### ABOUT THIS TASK
Could you retype, exactly as written, every line from the top of the records through the line that contains "negative clicks: (83, 71)"?

***** SUPPLIED DATA *****

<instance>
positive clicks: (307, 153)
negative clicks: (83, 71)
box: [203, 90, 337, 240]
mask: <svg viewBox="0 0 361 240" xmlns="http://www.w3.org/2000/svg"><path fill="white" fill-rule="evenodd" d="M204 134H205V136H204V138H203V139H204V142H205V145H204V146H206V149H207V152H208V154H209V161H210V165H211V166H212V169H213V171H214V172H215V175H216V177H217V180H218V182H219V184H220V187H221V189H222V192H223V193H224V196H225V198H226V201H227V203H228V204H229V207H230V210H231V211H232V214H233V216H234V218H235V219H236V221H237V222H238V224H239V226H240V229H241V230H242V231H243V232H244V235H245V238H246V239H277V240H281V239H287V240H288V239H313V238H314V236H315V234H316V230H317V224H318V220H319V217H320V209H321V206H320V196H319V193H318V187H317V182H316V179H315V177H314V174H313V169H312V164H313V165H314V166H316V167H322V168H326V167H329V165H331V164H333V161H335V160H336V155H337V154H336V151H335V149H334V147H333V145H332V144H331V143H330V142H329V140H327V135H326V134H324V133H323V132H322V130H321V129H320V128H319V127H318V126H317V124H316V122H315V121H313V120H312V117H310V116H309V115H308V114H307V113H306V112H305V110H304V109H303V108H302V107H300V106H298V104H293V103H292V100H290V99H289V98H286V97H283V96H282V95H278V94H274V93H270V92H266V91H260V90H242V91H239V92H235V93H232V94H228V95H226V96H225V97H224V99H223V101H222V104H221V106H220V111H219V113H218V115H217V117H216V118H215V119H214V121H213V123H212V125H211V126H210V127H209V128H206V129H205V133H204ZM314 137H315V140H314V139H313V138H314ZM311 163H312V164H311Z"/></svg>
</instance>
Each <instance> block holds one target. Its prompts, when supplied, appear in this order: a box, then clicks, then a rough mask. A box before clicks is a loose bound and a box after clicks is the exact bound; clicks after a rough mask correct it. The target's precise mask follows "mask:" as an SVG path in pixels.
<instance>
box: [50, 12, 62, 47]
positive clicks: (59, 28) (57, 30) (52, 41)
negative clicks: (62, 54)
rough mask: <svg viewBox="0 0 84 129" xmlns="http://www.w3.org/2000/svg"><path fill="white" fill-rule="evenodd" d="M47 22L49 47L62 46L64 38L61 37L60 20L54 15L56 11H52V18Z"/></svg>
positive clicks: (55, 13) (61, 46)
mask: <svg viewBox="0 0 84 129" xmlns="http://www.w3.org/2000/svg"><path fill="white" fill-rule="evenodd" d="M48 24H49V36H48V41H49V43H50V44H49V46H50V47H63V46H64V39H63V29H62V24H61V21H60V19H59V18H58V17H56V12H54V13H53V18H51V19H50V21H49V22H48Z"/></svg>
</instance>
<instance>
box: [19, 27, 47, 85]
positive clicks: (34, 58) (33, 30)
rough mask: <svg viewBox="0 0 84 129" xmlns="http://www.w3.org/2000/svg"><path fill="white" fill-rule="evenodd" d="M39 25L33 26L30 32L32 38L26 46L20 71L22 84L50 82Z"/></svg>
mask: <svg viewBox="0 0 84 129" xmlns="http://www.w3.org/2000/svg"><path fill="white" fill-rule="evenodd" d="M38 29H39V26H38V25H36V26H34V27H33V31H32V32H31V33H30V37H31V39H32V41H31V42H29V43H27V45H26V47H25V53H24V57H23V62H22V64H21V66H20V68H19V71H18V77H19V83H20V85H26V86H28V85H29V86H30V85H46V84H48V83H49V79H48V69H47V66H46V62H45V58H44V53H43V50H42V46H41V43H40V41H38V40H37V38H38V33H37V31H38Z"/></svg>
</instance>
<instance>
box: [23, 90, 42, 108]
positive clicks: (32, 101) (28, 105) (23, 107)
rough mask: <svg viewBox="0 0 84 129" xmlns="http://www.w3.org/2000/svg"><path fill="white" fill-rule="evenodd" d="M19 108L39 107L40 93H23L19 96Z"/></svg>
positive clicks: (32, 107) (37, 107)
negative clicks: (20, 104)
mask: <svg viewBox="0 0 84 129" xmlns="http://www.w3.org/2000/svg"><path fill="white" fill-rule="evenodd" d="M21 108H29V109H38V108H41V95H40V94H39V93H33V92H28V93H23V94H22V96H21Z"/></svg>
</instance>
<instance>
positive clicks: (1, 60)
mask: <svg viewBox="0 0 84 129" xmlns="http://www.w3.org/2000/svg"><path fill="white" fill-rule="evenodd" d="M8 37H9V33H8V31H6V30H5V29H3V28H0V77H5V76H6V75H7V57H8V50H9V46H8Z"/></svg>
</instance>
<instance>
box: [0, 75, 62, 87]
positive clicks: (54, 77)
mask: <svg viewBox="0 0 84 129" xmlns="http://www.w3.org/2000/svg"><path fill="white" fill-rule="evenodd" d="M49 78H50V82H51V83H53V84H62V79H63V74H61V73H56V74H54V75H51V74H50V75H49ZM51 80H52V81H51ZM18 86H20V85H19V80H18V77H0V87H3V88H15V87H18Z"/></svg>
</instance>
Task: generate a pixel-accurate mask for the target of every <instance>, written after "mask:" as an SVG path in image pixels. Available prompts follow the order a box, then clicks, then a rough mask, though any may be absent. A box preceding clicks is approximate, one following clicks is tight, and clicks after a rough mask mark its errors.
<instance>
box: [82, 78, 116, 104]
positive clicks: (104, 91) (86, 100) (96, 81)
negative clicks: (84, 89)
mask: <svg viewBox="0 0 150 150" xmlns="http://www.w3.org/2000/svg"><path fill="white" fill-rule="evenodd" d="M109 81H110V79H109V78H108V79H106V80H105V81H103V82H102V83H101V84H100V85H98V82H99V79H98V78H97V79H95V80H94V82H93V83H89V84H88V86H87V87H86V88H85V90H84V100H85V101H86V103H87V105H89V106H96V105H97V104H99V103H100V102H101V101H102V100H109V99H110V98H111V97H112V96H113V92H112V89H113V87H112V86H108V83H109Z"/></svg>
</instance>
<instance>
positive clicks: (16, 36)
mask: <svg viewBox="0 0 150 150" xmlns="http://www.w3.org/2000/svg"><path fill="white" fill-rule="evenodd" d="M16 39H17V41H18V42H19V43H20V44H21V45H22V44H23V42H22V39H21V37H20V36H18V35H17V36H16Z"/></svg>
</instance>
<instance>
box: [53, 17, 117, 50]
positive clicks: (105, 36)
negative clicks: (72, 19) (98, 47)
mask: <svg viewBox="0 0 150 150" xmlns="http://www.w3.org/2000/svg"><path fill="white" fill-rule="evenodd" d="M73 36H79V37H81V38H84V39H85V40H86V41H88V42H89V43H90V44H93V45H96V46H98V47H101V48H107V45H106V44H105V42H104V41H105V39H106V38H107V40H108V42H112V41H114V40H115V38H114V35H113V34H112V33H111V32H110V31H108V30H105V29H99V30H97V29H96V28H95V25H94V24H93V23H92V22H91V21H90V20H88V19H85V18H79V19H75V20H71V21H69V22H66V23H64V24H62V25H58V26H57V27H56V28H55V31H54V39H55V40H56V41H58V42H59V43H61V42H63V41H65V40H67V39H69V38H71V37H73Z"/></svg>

*****

### YOUR RESPONSE
<instance>
positive clicks: (307, 153)
negative clicks: (83, 71)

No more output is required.